The problem
Reproduce, from the lines below, exactly the stretch that begins at the line containing "box: [13, 123, 58, 135]" and ends at the line containing "negative clicks: (482, 61) (17, 114)", both included.

Data provided
"""

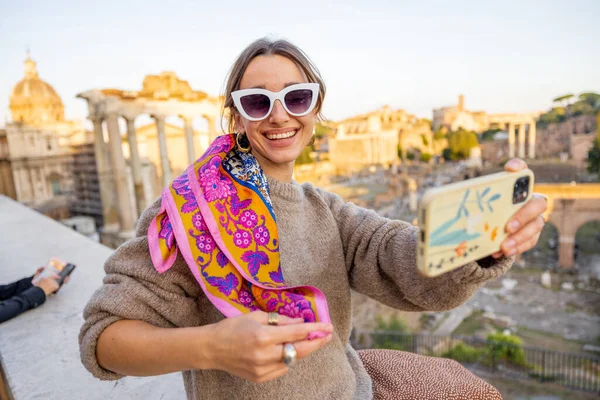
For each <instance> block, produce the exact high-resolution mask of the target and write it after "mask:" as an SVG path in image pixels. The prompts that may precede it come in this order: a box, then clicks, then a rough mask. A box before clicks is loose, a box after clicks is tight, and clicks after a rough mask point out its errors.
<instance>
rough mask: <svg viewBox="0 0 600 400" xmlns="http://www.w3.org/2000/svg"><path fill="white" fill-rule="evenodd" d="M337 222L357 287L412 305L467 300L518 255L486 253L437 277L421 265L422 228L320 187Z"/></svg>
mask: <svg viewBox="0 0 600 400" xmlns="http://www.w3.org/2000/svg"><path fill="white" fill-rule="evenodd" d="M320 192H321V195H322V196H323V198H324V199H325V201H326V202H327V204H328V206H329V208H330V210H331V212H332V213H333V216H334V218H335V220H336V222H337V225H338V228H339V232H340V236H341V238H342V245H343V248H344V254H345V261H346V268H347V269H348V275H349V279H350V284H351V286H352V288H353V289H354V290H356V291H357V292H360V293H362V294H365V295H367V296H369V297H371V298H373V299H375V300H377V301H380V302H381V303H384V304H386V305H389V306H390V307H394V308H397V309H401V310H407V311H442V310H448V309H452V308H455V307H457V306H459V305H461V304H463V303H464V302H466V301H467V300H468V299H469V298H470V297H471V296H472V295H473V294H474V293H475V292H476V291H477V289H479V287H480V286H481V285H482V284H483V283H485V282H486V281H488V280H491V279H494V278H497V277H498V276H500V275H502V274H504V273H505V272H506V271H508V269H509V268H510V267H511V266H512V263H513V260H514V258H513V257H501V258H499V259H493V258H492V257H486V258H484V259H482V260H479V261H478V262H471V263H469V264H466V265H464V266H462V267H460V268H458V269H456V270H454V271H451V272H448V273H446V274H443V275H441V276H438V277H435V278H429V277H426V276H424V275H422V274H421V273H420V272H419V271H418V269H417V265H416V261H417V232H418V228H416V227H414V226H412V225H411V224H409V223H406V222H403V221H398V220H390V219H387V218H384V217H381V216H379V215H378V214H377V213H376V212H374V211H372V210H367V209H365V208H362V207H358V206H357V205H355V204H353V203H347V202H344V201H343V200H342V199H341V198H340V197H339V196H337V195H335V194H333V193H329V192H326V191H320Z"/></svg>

"""
"""

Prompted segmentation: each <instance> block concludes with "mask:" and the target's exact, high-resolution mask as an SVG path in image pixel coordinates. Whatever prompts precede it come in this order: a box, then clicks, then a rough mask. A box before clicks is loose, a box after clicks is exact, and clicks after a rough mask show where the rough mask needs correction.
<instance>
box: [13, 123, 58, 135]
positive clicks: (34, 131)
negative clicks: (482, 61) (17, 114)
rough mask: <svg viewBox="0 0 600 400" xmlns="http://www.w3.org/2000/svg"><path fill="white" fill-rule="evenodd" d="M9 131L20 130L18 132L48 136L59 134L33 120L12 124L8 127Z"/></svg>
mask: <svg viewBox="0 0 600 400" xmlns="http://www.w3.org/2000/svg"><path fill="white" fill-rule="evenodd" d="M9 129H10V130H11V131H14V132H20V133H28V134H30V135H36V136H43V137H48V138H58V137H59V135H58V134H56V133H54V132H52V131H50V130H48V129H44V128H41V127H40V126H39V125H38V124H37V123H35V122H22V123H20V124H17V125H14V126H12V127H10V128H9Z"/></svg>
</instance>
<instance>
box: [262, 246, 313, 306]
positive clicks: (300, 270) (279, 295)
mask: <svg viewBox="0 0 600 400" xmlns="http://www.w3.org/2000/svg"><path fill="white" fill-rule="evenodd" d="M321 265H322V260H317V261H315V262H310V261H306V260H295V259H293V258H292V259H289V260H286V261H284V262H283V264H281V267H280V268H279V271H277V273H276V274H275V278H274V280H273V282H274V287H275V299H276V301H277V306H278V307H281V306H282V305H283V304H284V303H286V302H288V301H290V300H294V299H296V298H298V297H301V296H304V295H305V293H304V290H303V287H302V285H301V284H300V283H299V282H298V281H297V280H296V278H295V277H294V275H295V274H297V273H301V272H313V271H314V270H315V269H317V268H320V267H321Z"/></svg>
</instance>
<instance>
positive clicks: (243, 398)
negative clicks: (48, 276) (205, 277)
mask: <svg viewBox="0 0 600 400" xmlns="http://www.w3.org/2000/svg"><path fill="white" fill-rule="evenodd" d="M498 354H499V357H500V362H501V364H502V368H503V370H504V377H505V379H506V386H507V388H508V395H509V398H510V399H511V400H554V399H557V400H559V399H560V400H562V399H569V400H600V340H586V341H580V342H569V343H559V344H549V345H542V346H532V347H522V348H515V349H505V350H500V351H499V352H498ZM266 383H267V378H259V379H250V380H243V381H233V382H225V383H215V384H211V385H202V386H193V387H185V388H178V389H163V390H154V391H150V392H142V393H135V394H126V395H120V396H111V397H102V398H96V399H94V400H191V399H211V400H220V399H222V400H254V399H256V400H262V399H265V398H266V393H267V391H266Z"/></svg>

"""
"""

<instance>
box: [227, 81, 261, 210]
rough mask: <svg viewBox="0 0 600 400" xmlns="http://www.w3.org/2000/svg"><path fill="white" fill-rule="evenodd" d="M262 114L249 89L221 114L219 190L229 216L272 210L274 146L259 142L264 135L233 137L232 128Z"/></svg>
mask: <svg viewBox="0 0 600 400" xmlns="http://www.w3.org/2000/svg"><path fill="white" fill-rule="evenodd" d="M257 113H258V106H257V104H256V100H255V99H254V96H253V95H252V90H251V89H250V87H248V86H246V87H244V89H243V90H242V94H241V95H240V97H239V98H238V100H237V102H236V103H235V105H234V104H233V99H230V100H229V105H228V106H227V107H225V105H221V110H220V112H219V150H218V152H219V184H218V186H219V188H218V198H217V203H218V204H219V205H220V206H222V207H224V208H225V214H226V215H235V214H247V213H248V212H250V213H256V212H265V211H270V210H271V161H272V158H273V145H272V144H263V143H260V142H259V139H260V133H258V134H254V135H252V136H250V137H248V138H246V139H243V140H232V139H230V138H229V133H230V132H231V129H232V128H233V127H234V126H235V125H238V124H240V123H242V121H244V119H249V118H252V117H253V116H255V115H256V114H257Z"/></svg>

"""

Completed task
box: [13, 123, 58, 135]
positive clicks: (34, 131)
negative clicks: (482, 61) (17, 114)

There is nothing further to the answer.